Entries from an annotation dataset
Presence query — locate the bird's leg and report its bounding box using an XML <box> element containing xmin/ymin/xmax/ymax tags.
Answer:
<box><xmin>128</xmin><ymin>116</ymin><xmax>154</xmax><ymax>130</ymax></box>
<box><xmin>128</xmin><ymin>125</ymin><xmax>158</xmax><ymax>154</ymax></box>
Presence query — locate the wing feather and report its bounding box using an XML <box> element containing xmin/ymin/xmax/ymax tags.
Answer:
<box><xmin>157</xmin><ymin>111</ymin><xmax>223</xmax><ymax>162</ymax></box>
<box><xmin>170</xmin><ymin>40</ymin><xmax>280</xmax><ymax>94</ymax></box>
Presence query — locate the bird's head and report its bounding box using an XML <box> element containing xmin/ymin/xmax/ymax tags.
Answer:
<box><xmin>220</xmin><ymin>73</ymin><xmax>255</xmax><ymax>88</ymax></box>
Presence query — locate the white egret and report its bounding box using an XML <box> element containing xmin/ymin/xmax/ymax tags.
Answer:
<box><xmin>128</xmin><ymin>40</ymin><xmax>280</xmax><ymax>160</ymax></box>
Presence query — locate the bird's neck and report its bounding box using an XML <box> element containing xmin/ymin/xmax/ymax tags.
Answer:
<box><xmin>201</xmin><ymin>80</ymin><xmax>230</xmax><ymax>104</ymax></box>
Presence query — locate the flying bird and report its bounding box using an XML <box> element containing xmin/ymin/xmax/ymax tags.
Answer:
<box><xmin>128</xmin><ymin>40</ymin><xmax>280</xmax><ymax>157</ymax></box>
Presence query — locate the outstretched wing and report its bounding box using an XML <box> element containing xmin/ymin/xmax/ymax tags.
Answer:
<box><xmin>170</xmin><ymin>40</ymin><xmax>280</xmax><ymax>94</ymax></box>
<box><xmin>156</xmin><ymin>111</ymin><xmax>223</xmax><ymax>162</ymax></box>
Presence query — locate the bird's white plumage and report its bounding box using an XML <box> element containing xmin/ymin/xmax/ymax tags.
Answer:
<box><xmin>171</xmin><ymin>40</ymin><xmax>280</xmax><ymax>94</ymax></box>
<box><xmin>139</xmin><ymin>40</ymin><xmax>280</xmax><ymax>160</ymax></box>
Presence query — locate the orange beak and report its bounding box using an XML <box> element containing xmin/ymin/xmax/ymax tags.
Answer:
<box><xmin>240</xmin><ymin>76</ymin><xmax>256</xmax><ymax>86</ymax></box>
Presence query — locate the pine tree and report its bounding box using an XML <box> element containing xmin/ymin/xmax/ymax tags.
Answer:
--
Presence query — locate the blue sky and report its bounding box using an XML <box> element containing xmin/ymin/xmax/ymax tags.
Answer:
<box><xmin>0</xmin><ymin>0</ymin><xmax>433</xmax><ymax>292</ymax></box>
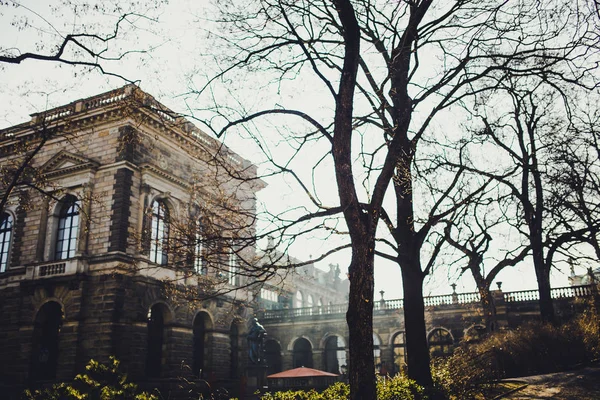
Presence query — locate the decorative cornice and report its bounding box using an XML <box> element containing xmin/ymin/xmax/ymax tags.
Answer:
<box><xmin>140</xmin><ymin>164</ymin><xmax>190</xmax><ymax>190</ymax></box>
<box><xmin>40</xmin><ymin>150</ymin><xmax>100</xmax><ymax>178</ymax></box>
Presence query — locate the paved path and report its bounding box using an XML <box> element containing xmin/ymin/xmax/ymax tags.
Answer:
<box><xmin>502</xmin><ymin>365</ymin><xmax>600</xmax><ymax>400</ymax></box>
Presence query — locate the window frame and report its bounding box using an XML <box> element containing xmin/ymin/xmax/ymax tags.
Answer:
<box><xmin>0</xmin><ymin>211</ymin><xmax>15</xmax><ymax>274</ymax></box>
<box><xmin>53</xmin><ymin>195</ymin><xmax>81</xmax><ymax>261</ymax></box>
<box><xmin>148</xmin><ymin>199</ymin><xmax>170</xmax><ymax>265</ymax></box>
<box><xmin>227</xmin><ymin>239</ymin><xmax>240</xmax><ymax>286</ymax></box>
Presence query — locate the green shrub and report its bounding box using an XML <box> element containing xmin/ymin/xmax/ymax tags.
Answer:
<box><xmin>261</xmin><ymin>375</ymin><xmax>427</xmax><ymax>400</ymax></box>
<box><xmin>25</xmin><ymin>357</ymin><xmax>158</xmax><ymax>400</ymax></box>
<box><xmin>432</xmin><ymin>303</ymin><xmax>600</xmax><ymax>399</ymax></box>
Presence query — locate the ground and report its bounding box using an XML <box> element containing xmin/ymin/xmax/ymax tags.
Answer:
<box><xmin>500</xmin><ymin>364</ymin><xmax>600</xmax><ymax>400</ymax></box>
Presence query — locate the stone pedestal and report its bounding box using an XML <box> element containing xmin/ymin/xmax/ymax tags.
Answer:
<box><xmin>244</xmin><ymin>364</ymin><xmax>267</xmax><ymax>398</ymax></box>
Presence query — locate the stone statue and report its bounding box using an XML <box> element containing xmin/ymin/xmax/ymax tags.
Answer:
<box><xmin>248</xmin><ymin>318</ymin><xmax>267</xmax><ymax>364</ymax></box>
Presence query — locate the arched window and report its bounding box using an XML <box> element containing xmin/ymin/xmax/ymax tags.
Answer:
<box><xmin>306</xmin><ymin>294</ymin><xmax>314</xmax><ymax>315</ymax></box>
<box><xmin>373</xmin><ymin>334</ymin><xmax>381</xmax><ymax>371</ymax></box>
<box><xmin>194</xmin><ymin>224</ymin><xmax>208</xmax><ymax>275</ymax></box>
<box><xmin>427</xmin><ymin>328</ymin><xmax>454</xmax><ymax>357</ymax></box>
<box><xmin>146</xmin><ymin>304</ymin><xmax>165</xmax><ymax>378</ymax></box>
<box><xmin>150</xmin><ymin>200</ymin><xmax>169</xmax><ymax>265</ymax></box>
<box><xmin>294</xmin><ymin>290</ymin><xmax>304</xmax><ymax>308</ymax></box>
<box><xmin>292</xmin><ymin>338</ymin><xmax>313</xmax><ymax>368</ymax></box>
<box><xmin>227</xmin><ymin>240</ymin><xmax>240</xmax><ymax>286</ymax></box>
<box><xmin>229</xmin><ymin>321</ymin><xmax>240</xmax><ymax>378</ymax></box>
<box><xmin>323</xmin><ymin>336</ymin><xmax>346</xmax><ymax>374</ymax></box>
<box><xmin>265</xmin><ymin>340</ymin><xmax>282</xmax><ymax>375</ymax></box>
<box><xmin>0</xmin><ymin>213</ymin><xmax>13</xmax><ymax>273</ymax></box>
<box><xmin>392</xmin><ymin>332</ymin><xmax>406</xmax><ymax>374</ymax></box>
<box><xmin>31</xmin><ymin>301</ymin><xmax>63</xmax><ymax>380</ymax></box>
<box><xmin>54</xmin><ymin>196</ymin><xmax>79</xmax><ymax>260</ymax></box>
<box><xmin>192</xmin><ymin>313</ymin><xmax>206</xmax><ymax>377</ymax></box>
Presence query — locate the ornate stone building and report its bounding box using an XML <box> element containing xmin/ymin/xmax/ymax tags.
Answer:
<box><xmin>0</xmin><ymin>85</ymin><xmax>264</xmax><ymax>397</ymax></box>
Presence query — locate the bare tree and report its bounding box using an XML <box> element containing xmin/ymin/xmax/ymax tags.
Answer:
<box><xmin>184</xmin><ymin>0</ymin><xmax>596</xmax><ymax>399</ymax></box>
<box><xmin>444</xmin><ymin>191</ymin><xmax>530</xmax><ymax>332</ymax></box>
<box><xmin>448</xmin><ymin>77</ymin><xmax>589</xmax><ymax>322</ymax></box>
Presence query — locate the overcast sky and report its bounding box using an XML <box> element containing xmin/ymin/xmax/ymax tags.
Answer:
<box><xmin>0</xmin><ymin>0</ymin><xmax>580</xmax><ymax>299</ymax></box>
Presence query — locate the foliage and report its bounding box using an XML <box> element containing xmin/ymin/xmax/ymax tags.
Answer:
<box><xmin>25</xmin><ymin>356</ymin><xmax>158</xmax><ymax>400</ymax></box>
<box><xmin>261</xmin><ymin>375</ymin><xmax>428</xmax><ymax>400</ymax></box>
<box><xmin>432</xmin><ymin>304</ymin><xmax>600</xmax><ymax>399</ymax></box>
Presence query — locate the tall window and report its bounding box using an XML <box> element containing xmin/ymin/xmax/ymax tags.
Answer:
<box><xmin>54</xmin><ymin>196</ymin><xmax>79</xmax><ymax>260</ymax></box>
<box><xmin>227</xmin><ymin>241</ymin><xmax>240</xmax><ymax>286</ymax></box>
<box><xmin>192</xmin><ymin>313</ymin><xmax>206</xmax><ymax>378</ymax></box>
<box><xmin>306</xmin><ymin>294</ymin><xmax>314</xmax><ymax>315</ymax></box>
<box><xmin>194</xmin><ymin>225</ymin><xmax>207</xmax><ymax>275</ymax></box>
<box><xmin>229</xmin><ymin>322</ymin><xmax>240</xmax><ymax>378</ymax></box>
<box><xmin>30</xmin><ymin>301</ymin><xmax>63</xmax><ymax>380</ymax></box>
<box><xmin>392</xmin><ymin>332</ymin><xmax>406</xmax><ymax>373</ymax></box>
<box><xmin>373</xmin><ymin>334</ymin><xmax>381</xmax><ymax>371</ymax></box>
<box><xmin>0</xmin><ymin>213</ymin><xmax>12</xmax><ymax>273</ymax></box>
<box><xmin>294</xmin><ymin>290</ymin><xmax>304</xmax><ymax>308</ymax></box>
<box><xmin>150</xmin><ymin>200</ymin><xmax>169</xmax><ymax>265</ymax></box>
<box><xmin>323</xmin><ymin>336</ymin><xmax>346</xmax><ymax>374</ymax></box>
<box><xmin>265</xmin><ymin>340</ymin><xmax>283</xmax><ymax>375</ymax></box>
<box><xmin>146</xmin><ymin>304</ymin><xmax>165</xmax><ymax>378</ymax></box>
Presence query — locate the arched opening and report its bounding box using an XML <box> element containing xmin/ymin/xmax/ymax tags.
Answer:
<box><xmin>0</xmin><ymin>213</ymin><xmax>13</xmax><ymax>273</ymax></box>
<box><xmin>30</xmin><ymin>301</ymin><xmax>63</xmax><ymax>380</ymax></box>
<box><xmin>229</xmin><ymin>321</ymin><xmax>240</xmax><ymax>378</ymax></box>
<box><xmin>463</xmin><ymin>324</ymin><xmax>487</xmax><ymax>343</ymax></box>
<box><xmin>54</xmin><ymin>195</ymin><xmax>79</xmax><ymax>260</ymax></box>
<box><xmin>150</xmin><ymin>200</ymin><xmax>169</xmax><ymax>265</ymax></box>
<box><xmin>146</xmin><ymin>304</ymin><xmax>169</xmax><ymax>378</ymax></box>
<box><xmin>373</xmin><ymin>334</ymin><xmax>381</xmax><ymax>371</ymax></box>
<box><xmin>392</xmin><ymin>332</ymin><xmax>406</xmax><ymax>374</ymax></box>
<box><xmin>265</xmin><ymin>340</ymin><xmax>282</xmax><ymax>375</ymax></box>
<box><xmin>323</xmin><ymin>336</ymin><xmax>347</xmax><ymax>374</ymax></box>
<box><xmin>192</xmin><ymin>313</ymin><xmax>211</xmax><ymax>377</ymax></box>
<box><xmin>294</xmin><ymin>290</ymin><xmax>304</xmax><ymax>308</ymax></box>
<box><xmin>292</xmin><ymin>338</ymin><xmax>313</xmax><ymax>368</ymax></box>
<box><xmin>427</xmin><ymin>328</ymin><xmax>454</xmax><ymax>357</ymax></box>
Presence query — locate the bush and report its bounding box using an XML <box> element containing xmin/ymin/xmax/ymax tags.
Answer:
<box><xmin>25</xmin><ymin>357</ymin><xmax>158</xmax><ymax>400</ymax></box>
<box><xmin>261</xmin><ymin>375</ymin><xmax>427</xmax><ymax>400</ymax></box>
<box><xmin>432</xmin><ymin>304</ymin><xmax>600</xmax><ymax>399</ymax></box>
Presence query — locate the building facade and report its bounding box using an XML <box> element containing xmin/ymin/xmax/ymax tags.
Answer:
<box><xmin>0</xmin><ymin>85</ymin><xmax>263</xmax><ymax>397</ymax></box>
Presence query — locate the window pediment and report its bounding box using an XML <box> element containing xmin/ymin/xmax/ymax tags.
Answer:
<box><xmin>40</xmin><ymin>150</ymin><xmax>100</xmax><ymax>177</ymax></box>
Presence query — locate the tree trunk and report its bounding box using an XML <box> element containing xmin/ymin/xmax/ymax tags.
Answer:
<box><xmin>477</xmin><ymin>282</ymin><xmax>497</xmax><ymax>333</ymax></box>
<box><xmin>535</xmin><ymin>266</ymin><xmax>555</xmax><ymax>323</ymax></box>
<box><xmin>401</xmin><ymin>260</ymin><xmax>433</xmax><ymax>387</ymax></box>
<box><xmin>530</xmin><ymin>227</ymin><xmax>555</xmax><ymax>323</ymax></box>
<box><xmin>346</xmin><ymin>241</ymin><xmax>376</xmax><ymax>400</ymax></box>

Your goal
Count the lines in the entries that contain the string "window". Reply with the number only.

Right answer
4